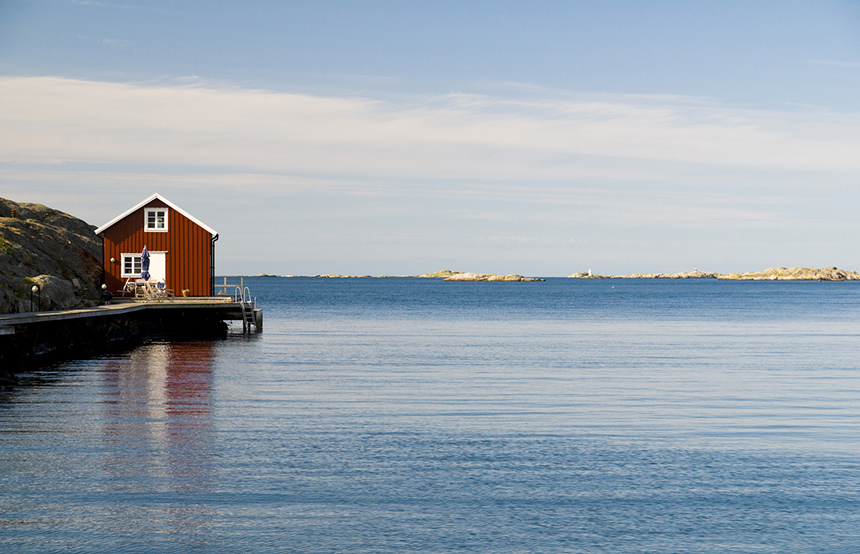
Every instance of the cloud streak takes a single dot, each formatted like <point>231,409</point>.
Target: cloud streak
<point>530,181</point>
<point>55,120</point>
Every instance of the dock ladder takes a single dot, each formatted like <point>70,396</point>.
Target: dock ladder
<point>242,296</point>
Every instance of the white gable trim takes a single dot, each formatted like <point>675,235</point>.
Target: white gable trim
<point>155,196</point>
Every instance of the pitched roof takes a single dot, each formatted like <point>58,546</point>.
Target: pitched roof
<point>170,204</point>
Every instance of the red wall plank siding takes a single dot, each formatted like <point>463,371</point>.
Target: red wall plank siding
<point>188,248</point>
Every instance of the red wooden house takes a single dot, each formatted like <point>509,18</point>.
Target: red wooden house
<point>181,247</point>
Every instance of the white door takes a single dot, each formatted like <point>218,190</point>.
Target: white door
<point>158,266</point>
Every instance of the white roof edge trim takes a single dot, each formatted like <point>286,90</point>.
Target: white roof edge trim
<point>155,196</point>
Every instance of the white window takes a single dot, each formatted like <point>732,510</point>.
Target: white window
<point>131,265</point>
<point>155,219</point>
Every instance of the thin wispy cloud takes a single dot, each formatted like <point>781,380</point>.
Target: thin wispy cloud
<point>528,178</point>
<point>54,120</point>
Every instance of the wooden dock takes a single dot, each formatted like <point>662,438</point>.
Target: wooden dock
<point>39,335</point>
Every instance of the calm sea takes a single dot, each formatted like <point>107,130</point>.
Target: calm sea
<point>405,415</point>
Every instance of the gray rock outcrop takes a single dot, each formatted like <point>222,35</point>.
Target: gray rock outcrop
<point>45,247</point>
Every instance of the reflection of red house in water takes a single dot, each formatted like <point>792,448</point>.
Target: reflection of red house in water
<point>182,248</point>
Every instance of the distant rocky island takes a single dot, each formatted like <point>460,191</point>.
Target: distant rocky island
<point>448,275</point>
<point>445,275</point>
<point>772,274</point>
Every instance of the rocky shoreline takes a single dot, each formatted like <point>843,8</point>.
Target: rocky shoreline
<point>773,274</point>
<point>50,249</point>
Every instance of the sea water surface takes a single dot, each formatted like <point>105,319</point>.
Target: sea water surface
<point>407,415</point>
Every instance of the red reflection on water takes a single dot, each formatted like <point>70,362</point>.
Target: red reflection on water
<point>158,425</point>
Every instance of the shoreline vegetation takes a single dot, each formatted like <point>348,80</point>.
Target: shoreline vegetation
<point>773,274</point>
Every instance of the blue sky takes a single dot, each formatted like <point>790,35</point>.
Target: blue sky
<point>540,138</point>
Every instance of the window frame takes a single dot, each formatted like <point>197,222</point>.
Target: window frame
<point>134,257</point>
<point>155,228</point>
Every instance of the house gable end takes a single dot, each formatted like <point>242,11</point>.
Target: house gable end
<point>156,200</point>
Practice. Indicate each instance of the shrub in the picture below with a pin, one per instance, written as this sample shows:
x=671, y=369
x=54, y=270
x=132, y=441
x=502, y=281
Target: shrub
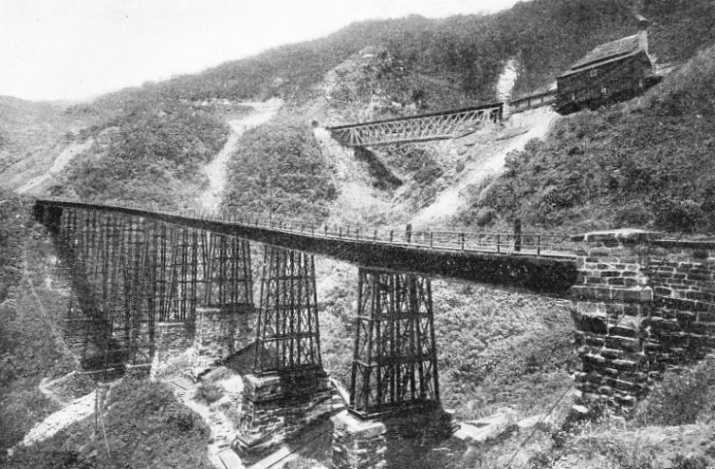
x=209, y=393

•••••

Exercise details =>
Would you return the material exactly, images excluded?

Response to this exercise =>
Every instance of the cloud streak takes a single dot, each formatted like <point>231,409</point>.
Target: cloud streak
<point>530,181</point>
<point>55,120</point>
Every instance of the dock ladder takes a single dot, each formatted like <point>70,396</point>.
Target: dock ladder
<point>242,296</point>
Every instance of the white gable trim takes a single dot, each formatted like <point>675,235</point>.
Target: white gable trim
<point>155,196</point>
Every instance of the pitched roof takes a single dot, each formatted like <point>58,546</point>.
Target: pitched roof
<point>170,204</point>
Every instance of the red wall plank siding takes a single dot, each formatted like <point>463,371</point>.
Target: red wall plank siding
<point>188,248</point>
Every instance of the red wooden house takes a single dot, each formatted like <point>509,18</point>.
Target: red wooden house
<point>181,247</point>
Every instance of the white door takes a single dot, each formatted like <point>218,190</point>.
Target: white door
<point>158,266</point>
Every instance of the white roof edge trim takes a single dot, each formatted like <point>286,90</point>.
Target: white roof edge trim
<point>155,196</point>
Every instance of the white window takes a single dot, each formatted like <point>732,510</point>.
Target: white window
<point>131,265</point>
<point>155,219</point>
Every instance of the thin wispy cloud takes a single dot, each formatted like <point>781,380</point>.
Target: thin wispy cloud
<point>528,178</point>
<point>54,120</point>
Every instance of the wooden dock takes a single dot, each formatted like <point>662,438</point>.
Target: wooden dock
<point>39,335</point>
Every instance of the calm sea takes a single dot, each formatted like <point>107,130</point>.
Target: calm sea
<point>405,415</point>
Every instance of the gray rock outcrop takes a single dot, each formatted like <point>222,35</point>.
Target: gray rock outcrop
<point>45,247</point>
Every instance of the reflection of red house in water takes a single dot, each formatted like <point>792,448</point>.
Target: reflection of red house in water
<point>182,248</point>
Every instance of the distant rocky island takes a single dot, each formatted like <point>460,191</point>.
Target: distant rocky island
<point>448,275</point>
<point>445,275</point>
<point>772,274</point>
Every instance of the rocky shoreline takes a single dot, each formatted like <point>843,8</point>.
Target: rocky shoreline
<point>773,274</point>
<point>50,249</point>
Every instance of the sea water surface takes a single dot, each formatted like <point>105,319</point>.
Target: sea water surface
<point>407,415</point>
Every instance of the red reflection on water takes a single dot, each formatted like <point>70,362</point>.
Target: red reflection on water
<point>158,425</point>
Every instance of the shoreline vegetation takes a single dot, each formatted like <point>348,80</point>.
Target: shoreline vegetation
<point>773,274</point>
Every instance of the blue sky takes a single dot, each formatted like <point>790,35</point>.
Target: blue sky
<point>540,138</point>
Every instance of the window frame takes a single dot, each formatted like <point>197,222</point>.
Target: window frame
<point>134,257</point>
<point>155,228</point>
Every instance of the house gable end takes a single dot, each formatted like <point>242,11</point>.
Target: house gable end
<point>156,200</point>
Practice. Indicate each instance of the shrub in the picture below with a pin, one per instance, written as this sample shows:
x=671, y=369
x=54, y=270
x=132, y=441
x=502, y=281
Target: shrub
x=209, y=393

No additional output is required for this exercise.